**Reading passage:**
====================

Consider an example of such investigation. Imagine that the expected price of a car is equal to $13,000. A question one may ask is how likely it is that the estimator’s guess at the value is within $1,000 of the actual value? In other words, what is the probability that sample average falls in the range \([12,000, 14,000]\)?

Let us investigate this question using simulations. Recall our assumption that the distribution of the price is Exponential. An expectation of 13,000 corresponds to a rate parameter of \(\lambda = 1/13,000\). We simulate the sampling distribution of the estimator by the generation of a sample of 201 Exponential random variables with this rate. The sample average is computed for each sample and stored. The sampling distribution of the sample average is approximated via the production of a large number of sample averages:

lam <- 1/13000
X.bar <- rep(0,10^5)
for(i in 1:10^5) {
  X <- rexp(201,lam)
  X.bar[i] <- mean(X)
}
mean(abs(X.bar - 1/lam) <= 1000)
## [1] 0.72405

In the last line of the code we compute the probability of being within $1,000 of the expected price. Recall that the expected price in the Exponential case is the reciprocal of the rate \(\lambda\). In this simulation we obtained 0.7247 as an approximation of the probability.

====================

**Raw data:**
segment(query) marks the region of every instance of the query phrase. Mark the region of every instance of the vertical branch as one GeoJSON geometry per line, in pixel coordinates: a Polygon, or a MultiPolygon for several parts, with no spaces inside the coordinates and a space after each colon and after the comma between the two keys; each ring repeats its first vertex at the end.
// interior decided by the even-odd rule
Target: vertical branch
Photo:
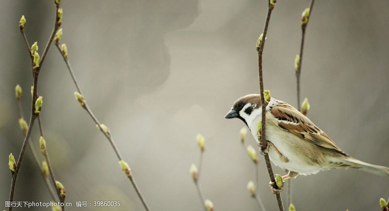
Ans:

====================

**Exercise instructions:**
a – According to the car price simulation text, how many Exponential random variables are generated in each sample?
b – Please retype everything in the car price simulation text from "Let us investigate" down to "X <- rexp(201,lam)".
c – Extend the car price simulation text, starting after its last sentence.
You won't need the material for any of this.

**Responses:**
a – 201

b –
Let us investigate this question using simulations. Recall our assumption that the distribution of the price is Exponential. An expectation of 13,000 corresponds to a rate parameter of \(\lambda = 1/13,000\). We simulate the sampling distribution of the estimator by the generation of a sample of 201 Exponential random variables with this rate. The sample average is computed for each sample and stored. The sampling distribution of the sample average is approximated via the production of a large number of sample averages:

lam <- 1/13000
X.bar <- rep(0,10^5)
for(i in 1:10^5) {
  X <- rexp(201,lam)

c –
In the case of the sample average we may also apply the Normal approximation in order to assess the probability under consideration. In particular, if \(\lambda = 1/13,000\) then the expectation of an Exponential observation is \(\Expec(X) = 1/\lambda = 13,000\) and the variance is \(\Var(X) = 1/\lambda^2 = (13,000)^2\). The expectation of the sample average is equal to the expectation of the measurement, 13,000 in this example. The variance of the sample average is equal to the variance of the observation, divided by the sample size. In the current setting it is equal to \((13,000)^2/201\). The standard deviation is equal to the square root of the variance.

The Normal approximation uses the Normal distribution in order to compute probabilities associated with the sample average. The Normal distribution that is used has the same expectation and standard deviation as the sample average:

mu <- 13000
sig <- 13000/sqrt(201)
pnorm(14000,mu,sig) - pnorm(12000,mu,sig)
## [1] 0.7245391

The probability of falling within the interval \([12000, 14000]\) is computed as the difference between the cumulative Normal probability at 14,000 and the cumulative Normal probability at 12,000.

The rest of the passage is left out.